== Task instructions ==
Take the entries that follow and return exactly the lines from the one holding "The component shall locate the lawn" through the one holding "The component shall locate the windshield wiper", both included. Nothing else is needed.

BEGIN Supplied records

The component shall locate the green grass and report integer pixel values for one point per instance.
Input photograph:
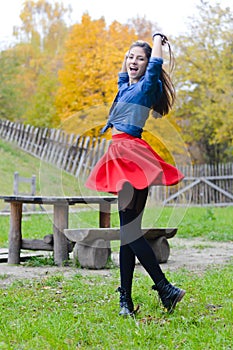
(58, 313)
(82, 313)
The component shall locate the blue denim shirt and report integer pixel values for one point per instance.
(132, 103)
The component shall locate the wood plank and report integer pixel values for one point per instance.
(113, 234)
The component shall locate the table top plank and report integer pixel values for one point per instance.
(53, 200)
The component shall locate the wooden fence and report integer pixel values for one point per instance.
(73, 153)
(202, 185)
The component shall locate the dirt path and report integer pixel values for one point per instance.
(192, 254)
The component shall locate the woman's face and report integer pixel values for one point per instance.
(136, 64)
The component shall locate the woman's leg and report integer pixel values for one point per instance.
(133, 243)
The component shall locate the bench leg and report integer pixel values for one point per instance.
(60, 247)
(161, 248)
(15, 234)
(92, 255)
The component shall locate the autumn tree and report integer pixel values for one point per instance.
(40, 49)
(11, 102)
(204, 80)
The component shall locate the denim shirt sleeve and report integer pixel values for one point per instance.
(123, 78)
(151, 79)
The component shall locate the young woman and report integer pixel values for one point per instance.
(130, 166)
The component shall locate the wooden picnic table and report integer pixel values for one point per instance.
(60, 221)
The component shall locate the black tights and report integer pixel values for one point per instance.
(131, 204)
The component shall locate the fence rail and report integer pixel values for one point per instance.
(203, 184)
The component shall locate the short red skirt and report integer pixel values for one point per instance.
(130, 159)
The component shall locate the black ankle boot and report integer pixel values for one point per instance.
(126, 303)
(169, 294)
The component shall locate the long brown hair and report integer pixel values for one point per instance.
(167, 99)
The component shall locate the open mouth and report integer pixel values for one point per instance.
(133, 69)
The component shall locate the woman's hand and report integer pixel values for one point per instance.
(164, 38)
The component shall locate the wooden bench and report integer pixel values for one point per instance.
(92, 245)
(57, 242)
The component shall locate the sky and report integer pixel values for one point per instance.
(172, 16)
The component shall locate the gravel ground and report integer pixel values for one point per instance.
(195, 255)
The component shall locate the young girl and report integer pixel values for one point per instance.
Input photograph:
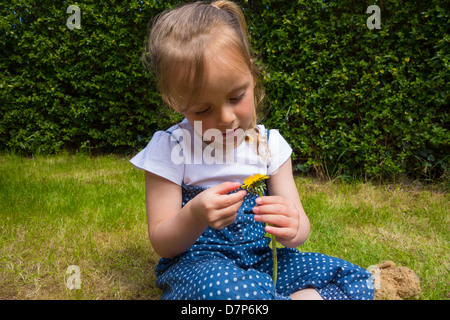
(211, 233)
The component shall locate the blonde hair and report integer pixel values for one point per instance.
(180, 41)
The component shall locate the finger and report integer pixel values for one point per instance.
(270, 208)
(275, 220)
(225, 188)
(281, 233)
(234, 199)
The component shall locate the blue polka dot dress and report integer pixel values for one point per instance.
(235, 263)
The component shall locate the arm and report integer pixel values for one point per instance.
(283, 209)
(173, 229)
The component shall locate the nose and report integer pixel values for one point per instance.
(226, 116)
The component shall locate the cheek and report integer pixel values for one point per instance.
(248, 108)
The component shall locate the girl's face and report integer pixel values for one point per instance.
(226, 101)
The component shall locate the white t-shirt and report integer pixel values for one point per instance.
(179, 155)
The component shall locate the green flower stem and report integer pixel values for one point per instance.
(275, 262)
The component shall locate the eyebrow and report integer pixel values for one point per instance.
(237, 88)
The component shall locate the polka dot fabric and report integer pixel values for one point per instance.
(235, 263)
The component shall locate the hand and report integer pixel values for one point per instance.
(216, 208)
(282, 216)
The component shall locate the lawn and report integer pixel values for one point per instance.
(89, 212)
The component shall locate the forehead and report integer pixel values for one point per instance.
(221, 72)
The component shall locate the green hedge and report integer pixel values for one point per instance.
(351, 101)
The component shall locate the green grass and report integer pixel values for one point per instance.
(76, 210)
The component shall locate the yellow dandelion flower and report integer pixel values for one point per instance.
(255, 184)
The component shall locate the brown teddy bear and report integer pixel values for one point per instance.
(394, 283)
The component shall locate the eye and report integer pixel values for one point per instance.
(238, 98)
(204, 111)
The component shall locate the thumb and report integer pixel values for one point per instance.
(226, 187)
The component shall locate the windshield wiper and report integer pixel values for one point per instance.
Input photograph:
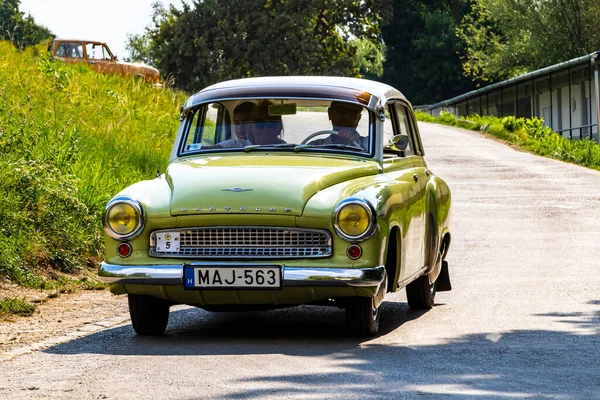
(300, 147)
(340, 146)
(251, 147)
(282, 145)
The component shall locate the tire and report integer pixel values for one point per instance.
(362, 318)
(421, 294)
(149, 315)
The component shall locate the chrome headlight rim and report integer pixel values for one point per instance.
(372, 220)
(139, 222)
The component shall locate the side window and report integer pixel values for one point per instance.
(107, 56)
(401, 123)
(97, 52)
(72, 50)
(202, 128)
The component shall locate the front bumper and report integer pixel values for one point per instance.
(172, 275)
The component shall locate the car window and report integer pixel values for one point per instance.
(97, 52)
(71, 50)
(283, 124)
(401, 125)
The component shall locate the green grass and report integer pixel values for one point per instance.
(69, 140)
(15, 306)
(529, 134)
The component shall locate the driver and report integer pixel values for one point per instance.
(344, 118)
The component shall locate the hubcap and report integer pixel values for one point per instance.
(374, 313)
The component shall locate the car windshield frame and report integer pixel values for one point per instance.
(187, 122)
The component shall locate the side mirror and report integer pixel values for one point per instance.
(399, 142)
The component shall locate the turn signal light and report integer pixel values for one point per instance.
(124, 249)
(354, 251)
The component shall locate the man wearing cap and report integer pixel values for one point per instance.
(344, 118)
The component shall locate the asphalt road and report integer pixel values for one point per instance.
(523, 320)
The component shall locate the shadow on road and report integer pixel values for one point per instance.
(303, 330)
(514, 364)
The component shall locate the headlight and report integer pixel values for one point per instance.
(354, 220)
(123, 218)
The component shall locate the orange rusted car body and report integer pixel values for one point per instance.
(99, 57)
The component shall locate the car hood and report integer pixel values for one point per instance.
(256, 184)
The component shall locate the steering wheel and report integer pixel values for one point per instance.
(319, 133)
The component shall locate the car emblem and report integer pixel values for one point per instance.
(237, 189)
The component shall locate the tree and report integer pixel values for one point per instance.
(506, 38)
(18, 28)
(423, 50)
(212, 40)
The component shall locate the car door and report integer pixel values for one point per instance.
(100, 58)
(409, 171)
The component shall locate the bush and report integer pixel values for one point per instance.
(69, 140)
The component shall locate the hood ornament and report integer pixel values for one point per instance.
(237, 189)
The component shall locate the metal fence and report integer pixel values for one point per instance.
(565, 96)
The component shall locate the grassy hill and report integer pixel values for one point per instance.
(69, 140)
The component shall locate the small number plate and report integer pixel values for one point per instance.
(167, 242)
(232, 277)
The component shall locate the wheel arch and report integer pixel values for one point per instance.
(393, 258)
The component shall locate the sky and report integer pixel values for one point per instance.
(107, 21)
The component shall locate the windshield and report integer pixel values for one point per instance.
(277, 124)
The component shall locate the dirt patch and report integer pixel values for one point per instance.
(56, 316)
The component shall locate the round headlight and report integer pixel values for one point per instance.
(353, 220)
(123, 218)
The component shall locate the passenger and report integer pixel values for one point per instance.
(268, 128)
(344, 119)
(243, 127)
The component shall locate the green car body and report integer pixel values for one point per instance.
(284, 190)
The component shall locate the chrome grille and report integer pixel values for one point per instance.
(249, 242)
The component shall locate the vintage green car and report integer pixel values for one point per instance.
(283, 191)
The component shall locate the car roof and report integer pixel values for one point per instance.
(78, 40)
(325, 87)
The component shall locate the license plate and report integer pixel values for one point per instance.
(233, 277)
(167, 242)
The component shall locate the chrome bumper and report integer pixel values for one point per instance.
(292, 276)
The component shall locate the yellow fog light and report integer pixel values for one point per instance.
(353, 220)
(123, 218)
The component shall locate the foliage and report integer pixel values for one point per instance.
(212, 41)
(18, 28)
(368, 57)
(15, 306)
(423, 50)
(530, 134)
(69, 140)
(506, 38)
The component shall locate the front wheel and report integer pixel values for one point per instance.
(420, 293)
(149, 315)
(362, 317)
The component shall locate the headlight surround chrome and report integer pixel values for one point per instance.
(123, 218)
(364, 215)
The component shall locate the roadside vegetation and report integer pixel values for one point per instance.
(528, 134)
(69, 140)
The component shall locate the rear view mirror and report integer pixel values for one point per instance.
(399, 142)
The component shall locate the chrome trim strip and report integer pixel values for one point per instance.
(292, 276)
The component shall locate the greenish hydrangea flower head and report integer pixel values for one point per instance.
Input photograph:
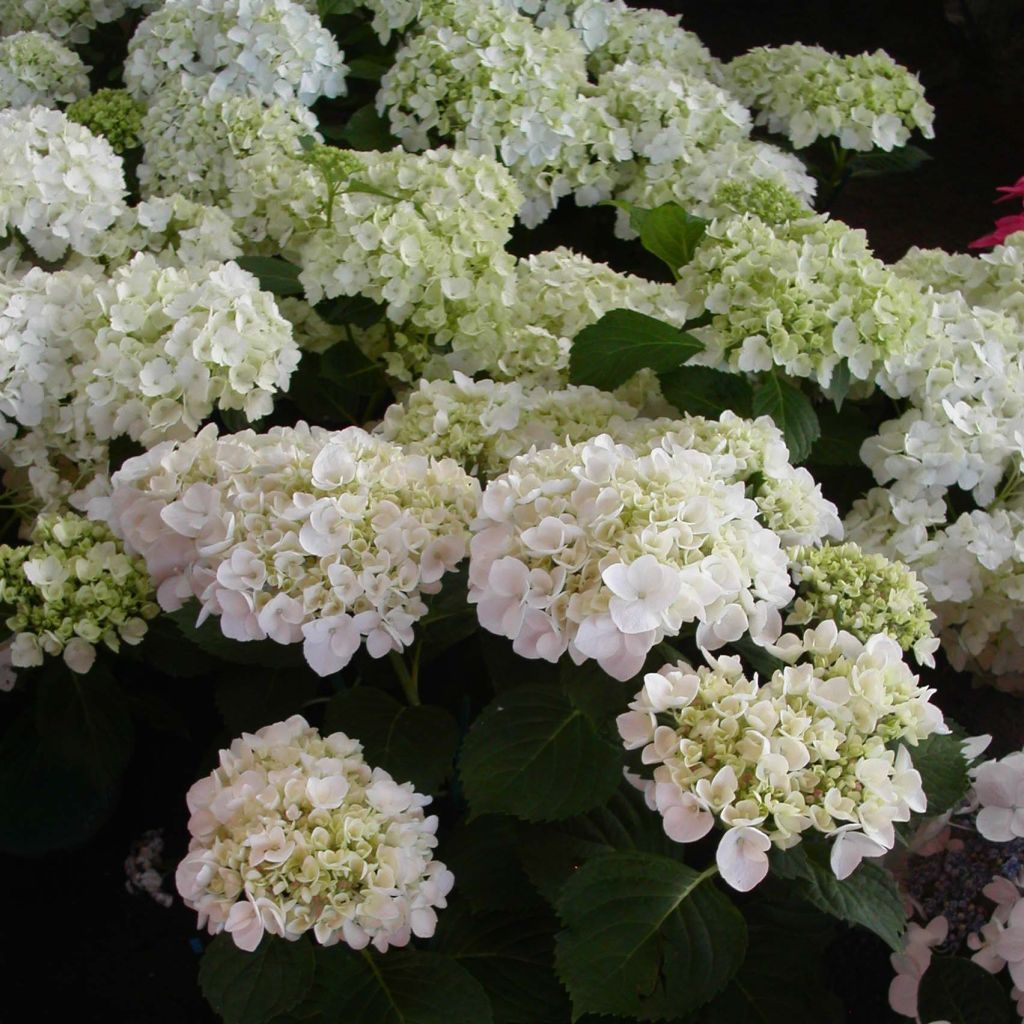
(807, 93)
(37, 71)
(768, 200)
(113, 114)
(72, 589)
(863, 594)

END Supplied records
BEGIN Supplied records

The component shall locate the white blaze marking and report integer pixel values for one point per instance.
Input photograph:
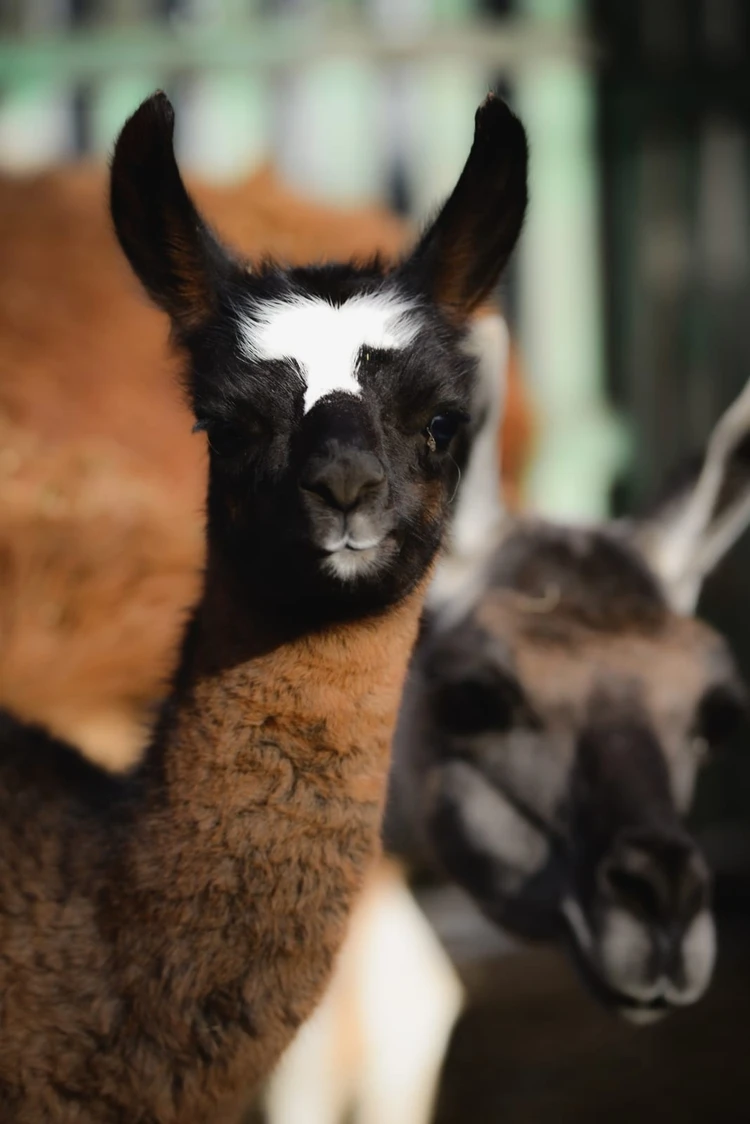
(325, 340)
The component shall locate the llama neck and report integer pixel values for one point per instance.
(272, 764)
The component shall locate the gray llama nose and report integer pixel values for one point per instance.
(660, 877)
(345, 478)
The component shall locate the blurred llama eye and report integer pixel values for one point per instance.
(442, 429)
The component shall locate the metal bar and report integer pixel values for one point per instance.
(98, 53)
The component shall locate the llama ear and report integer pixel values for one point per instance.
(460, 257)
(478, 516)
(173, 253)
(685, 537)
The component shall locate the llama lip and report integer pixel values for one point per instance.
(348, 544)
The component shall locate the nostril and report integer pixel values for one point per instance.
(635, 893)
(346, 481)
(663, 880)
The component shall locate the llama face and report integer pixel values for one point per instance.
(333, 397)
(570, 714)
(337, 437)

END Supplied records

== Solution to this exercise ==
The component shall locate the lawn and report integer pixel values for one point per instance.
(89, 212)
The component shall locate the forehead and report integer pixel values for one point per instance.
(221, 72)
The component shall locate the green hedge and report integer pixel values for one point per instance.
(351, 101)
The component shall locate the green grass and report integer pixel values for one point per instance.
(76, 210)
The component shall locate the yellow dandelion flower and report integer pixel values for one point per instance.
(255, 184)
The component shall locate the brown teddy bear and report integer pixel values for one point per instance.
(394, 283)
The component shall locate the eye and report integer pixel values for one point per instance.
(238, 98)
(204, 111)
The component shall locate the thumb and report integer pixel values for one point per instance.
(226, 187)
The component shall locate the windshield wiper and report integer pixel values for one point per instance.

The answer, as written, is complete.